§ Exercise aim:
Exactly as given, write out the lines from the one containing "Spot every instance of the dirt" through the end of the listing, with both ends included and nothing else.

§ Excerpted data:

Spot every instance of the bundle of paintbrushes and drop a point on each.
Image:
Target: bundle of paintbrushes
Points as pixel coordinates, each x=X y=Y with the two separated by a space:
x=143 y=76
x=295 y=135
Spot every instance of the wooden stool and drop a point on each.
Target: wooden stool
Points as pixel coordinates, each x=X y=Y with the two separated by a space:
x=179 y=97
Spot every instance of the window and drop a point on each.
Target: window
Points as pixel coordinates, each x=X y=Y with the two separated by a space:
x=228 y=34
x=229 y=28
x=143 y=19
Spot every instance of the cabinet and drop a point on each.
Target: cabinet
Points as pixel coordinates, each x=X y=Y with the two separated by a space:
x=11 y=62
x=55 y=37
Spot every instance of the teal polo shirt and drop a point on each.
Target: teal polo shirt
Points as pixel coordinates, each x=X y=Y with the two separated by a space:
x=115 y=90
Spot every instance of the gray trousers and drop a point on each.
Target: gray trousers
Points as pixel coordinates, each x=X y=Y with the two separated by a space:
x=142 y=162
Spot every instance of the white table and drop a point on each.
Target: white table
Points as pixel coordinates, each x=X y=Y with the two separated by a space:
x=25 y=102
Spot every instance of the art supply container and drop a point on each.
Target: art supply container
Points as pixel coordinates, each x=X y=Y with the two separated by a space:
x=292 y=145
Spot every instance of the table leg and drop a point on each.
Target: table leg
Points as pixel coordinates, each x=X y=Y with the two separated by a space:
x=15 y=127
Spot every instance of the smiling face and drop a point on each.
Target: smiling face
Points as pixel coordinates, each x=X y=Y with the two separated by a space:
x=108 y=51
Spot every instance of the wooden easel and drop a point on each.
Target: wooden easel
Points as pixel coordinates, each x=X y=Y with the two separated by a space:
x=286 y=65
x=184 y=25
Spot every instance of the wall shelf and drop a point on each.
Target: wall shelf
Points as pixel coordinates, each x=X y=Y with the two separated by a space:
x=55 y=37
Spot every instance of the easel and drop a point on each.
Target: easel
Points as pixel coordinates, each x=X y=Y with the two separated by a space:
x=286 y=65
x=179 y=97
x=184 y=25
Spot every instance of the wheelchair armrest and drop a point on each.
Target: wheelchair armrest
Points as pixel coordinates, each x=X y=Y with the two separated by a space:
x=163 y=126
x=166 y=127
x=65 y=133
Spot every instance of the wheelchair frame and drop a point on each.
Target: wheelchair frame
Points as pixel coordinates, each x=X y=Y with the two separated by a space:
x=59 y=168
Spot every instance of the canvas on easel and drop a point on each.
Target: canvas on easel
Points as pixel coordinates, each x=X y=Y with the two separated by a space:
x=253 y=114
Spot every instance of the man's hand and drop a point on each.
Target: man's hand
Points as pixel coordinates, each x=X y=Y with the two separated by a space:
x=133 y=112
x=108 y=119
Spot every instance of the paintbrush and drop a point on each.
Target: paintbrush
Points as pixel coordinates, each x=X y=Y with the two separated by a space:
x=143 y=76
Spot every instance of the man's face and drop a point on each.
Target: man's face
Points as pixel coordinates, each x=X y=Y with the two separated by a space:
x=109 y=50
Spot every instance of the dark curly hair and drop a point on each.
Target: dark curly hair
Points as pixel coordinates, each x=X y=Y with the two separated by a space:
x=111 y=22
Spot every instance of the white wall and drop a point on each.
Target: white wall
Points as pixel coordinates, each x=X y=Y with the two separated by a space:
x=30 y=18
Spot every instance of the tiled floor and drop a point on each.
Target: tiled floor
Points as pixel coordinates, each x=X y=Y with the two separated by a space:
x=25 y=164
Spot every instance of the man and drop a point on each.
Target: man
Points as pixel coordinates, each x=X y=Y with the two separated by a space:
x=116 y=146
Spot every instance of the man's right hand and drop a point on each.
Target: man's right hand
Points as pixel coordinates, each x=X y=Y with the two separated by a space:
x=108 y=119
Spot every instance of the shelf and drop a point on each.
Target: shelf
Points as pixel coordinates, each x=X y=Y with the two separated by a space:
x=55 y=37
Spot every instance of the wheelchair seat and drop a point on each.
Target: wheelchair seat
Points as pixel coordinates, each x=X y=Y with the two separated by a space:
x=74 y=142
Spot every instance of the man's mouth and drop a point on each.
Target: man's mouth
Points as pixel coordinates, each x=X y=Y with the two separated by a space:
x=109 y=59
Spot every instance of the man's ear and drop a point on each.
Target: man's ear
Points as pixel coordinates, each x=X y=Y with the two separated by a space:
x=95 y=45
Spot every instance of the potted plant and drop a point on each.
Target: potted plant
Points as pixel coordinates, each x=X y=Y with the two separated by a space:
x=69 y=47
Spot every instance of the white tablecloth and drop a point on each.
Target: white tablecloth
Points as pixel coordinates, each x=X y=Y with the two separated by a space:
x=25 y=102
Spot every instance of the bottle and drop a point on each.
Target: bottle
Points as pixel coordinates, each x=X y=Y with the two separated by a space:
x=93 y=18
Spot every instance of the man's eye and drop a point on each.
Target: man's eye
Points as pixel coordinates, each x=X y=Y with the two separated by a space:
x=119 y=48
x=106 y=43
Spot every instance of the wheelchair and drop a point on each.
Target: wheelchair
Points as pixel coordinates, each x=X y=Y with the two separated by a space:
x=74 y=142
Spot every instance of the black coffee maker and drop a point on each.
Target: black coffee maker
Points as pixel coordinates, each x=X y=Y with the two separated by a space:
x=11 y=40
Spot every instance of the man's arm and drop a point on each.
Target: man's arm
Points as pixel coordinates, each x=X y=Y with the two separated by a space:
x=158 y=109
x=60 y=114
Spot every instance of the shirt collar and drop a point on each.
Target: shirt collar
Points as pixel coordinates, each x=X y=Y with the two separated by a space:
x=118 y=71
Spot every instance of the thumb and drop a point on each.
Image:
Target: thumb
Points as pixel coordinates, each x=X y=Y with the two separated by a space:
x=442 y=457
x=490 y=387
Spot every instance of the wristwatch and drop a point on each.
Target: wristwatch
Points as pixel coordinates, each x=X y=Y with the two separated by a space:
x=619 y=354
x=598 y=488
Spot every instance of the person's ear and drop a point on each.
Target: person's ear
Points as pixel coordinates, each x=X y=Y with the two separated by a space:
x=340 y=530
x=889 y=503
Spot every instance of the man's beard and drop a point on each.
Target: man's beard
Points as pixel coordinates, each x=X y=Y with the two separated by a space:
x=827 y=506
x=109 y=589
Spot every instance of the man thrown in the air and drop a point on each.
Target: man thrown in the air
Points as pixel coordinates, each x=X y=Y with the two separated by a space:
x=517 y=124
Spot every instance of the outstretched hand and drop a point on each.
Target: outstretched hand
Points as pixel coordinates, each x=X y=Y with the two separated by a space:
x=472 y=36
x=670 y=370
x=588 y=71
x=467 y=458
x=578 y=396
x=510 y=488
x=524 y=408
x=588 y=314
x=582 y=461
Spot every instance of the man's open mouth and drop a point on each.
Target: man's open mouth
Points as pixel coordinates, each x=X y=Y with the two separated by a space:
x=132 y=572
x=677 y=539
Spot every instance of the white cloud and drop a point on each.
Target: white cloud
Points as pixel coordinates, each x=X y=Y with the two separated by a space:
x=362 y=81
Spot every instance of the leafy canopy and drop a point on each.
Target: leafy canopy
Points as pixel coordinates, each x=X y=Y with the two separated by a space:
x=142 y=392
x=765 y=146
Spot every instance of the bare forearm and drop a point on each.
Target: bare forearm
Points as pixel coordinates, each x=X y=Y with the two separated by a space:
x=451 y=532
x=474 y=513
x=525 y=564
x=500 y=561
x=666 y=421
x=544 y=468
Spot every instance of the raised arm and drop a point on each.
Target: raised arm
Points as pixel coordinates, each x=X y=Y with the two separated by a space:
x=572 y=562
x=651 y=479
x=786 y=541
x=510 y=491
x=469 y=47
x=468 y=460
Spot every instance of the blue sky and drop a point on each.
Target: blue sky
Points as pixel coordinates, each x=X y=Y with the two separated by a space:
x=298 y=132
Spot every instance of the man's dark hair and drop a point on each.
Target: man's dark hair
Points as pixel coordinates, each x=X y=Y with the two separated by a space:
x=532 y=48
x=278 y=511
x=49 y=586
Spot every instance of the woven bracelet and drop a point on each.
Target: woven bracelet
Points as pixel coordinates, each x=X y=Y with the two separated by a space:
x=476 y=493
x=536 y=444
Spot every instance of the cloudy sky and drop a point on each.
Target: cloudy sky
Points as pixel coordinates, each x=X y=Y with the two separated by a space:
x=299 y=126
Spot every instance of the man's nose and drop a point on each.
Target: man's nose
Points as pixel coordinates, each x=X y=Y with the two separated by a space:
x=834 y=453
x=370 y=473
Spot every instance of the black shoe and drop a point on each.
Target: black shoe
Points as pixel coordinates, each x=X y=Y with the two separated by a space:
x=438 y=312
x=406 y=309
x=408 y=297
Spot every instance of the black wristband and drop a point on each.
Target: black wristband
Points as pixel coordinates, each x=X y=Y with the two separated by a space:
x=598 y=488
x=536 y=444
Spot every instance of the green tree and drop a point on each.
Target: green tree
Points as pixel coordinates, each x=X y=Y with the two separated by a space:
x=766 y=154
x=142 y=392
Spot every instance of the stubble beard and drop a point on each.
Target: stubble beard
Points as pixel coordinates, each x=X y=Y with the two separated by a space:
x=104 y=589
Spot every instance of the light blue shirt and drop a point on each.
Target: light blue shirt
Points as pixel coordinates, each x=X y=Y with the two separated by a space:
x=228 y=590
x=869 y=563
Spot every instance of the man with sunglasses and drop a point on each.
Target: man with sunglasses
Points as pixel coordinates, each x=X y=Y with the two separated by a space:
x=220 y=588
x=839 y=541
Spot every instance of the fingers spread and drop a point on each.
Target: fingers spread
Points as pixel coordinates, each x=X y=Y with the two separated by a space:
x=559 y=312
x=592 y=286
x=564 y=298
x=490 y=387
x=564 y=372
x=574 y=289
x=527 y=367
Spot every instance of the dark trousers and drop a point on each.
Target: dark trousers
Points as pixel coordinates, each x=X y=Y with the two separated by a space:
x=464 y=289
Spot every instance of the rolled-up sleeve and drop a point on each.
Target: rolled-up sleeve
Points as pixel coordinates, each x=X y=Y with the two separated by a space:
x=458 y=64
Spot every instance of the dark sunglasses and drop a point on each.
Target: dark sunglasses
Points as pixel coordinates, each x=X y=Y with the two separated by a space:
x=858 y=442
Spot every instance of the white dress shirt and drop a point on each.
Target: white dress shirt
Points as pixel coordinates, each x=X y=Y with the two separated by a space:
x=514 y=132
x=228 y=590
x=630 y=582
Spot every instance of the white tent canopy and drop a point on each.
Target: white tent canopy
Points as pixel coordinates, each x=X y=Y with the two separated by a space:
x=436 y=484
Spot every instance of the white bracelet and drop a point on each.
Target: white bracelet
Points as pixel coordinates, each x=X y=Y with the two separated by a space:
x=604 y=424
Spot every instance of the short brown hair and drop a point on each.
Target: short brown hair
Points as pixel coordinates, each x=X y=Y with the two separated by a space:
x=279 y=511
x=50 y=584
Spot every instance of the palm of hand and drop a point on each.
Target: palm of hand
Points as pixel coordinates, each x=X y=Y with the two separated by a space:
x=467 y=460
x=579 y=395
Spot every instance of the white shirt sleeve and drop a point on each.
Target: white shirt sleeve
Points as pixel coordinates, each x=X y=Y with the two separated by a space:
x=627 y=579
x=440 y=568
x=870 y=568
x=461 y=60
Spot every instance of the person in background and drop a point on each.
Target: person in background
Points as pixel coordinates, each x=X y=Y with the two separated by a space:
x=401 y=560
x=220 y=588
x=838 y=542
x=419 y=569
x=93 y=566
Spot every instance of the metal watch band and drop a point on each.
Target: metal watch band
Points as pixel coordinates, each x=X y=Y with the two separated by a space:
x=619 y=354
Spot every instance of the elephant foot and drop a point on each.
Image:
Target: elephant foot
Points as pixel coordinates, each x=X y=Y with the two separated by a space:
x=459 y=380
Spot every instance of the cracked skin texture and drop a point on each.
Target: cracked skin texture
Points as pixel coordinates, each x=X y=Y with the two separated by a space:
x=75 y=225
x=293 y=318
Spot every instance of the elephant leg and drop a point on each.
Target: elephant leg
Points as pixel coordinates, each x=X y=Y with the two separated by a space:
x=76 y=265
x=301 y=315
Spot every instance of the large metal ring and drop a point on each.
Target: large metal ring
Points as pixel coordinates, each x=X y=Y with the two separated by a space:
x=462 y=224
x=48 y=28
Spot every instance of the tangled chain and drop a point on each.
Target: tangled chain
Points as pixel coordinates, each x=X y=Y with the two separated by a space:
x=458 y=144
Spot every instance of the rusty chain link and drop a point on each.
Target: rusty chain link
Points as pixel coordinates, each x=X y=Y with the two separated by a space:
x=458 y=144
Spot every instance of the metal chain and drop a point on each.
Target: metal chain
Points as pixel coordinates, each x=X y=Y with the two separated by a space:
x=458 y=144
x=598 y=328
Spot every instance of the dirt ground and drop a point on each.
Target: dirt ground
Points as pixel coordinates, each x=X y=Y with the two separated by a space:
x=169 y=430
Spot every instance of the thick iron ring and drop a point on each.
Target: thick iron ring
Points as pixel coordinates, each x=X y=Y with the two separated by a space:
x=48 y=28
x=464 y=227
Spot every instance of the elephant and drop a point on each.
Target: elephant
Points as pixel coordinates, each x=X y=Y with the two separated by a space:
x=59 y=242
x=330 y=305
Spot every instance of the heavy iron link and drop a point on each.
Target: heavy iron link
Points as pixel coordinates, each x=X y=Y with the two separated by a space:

§ Written solution:
Spot every instance of the dirt ground and drop a point on each.
Target: dirt ground
Points as pixel coordinates, each x=X y=Y with the two separated by a space:
x=169 y=430
Spot every instance of the thick iron ring and drop a point on each.
Target: thick iron ring
Points as pixel coordinates, each x=X y=Y with the two separated by a space:
x=48 y=28
x=464 y=227
Spot every instance of the elephant and drop a point on each.
Target: elephant
Points as pixel coordinates, each x=X y=Y with the two separated by a space:
x=59 y=242
x=330 y=305
Spot every instance of the heavy iron link and drop a point on each.
Target: heavy iron link
Points as pixel coordinates, each x=X y=Y with the two separated by a space:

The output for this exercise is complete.